**ПОСТАВЛЕННАЯ ЗАДАЧА 1**: Каким было общепринятое число официальных «жертв февраля», согласно фрагменту о похоронах жертв революции 1917 года?

Экзотические россказни о бессмертии в материальном смысле слова никогда не владели сознанием и мыслями ленинской элиты. Однако в ее представлении другие типы бессмертия были не только возможны, но и имели жизненно важное значение. Революции 1917 года стоили сотен жизней, и на улицах собирались толпы скорбящих, чтобы оплакать погибших. По крайней мере, в столичных городах, Москве и Петрограде, где царила всеобщая убежденность, что российская история переживает перелом и начало новой эпохи, значение этих смертей не могло быть истолковано никак иначе, чем зловещее, дурное предзнаменование. Ни один политический деятель не имел права упускать такую возможность: это был шанс заявить о том, что умершие отдали жизнь ради высшей цели, превратить их кровь в жертвоприношение, эдакий светский аналог евхаристии.
Каждое действие революционеров, скорбящих о жертвах кровопролития, было задано внешним контекстом. К 1917 году пресса уже три года как искала и находила подходящие слова для того, чтобы оплакивать павших в Первой мировой войне солдат русской армии. Религиозные и политические лидеры пытались найти какой бы то ни было смысл в побоищах на фронте, и большинство сошлось на одном и том же образе искупительной жертвы: патриотизм русских, их простая вера, великий дар, принесенный на алтарь нации. Таким образом, язык жертвенности, жертвоприношения стал повсеместной частью словаря. Поиск смысла, трагического пафоса и даже китча стал частью жизни. Было бы странно игнорировать подобные общественные настроения и отнестись к мученикам революции просто как к мертвым; большевики никогда бы на это не пошли. Однако, подхватив особый язык той эпохи, они также переняли и некоторые содержащиеся в нем религиозные коннотации. Говоря безоценочно, можно также добавить, что большевики опирались и на собственные традиции, выкованные в страданиях иного рода, и черпали символы и образы из глубинных источников народной культуры, наполненной древней поэзией реквиема.
Одной из первых и наиболее впечатляющих публичных церемоний, состоявшихся после падения царизма в феврале 1917 года, стали похороны жертв революции. Общепринятое количество погибших, официальных “жертв февраля” составляло 1382 человека, из которых 869 были присоединившимися к мятежу солдатами, а 237 – рабочими[237]. Только малая часть всех погибших, 180 человек, будет похоронена в затянутых алой тканью гробах, которые сырым пасмурным мартовским днем колонны демонстрантов пронесли по Невскому проспекту. Остальных забрали из моргов и самостоятельно захоронили родственники. Вероятно, для этих людей возможность воздать своим умершим близким почести “красного” похоронного ритуала быстро перестала быть привлекательной, так как церемония все откладывалась и откладывалась. Скорбящие семьи вряд ли могла утешить та политическая свара, которая развернулась вокруг выбора маршрута, места захоронения и церемониала. В дебатах принимал активное участие Петроградский совет, так как именно этот орган в глазах общества был блюстителем памяти жертв революции, а также видные интеллектуалы радикального толка и Временное правительство, утвердившее проведение гражданской церемонии, но не принимавшее формального участия в ее организации.

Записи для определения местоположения
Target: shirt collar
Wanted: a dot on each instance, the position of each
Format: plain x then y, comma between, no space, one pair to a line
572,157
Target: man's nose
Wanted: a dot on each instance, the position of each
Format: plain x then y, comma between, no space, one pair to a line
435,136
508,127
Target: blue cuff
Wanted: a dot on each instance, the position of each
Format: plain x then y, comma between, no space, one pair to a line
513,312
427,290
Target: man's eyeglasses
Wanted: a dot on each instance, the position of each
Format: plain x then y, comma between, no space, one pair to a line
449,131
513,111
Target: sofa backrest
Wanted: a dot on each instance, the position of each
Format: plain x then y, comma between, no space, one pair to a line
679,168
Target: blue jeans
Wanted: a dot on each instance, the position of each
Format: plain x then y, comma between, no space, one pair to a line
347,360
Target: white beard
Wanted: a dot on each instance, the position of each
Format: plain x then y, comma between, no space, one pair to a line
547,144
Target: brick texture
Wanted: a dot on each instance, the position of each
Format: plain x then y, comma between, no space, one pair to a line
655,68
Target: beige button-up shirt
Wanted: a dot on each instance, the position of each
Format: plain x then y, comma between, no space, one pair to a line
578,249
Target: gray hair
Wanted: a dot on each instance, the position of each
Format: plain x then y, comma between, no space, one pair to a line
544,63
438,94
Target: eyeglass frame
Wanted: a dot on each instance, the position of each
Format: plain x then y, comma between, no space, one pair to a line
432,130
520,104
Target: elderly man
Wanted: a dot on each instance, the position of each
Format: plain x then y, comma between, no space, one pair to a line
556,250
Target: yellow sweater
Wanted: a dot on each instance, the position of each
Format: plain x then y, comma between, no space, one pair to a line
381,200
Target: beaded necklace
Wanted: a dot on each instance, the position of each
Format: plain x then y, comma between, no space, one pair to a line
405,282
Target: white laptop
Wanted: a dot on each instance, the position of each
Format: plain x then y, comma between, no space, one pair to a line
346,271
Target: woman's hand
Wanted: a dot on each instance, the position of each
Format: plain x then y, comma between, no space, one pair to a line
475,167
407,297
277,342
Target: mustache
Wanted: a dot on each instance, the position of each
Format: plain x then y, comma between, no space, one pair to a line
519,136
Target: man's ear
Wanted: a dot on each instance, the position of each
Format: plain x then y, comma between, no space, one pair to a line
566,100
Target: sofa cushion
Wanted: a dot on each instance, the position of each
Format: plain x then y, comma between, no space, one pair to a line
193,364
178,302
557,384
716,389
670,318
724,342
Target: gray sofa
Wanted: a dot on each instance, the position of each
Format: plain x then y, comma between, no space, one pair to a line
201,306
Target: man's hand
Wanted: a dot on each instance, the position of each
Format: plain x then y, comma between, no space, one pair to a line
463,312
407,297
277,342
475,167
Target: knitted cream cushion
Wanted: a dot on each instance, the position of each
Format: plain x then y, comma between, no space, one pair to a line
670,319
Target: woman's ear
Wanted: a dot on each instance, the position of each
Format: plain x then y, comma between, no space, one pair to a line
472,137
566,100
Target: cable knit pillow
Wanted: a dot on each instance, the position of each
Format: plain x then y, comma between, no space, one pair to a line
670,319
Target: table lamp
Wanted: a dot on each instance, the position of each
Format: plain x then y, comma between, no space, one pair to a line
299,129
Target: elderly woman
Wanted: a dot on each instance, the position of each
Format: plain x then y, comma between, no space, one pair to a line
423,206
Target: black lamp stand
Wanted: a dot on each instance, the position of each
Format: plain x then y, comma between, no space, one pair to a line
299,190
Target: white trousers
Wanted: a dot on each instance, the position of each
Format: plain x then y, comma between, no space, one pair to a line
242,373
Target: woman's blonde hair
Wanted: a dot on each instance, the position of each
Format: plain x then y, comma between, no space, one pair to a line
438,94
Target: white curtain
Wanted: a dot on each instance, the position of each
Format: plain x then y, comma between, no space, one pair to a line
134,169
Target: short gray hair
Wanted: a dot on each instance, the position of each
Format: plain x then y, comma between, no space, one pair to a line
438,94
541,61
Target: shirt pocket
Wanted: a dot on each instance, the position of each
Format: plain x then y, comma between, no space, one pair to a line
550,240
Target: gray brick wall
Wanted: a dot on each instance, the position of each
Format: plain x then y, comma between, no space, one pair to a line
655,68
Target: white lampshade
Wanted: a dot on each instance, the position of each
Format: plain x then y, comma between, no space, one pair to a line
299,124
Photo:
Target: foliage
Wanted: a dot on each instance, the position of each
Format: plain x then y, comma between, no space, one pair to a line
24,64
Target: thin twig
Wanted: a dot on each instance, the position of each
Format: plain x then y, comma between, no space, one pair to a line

**ПОСТАВЛЕННАЯ ЗАДАЧА 2**: Воспроизведите без изменений строки входных данных, начиная со строки, содержащей «Target: black lamp stand», и заканчивая последней строкой включительно.

**ПИСЬМЕННОЕ РЕШЕНИЕ 1**: 1382 человека.

**ПИСЬМЕННОЕ РЕШЕНИЕ 2**:
Target: black lamp stand
Wanted: a dot on each instance, the position of each
Format: plain x then y, comma between, no space, one pair to a line
299,190
Target: white trousers
Wanted: a dot on each instance, the position of each
Format: plain x then y, comma between, no space, one pair to a line
242,373
Target: woman's blonde hair
Wanted: a dot on each instance, the position of each
Format: plain x then y, comma between, no space, one pair to a line
438,94
Target: white curtain
Wanted: a dot on each instance, the position of each
Format: plain x then y, comma between, no space, one pair to a line
134,169
Target: short gray hair
Wanted: a dot on each instance, the position of each
Format: plain x then y, comma between, no space, one pair to a line
438,94
541,61
Target: shirt pocket
Wanted: a dot on each instance, the position of each
Format: plain x then y, comma between, no space, one pair to a line
550,240
Target: gray brick wall
Wanted: a dot on each instance, the position of each
Format: plain x then y, comma between, no space, one pair to a line
655,68
Target: white lampshade
Wanted: a dot on each instance, the position of each
Format: plain x then y, comma between, no space, one pair to a line
299,124
Photo:
Target: foliage
Wanted: a dot on each instance, the position of each
Format: plain x then y, comma between, no space, one pair to a line
24,64
Target: thin twig
Wanted: a dot on each instance, the position of each
Format: plain x then y, comma between, no space, one pair to a line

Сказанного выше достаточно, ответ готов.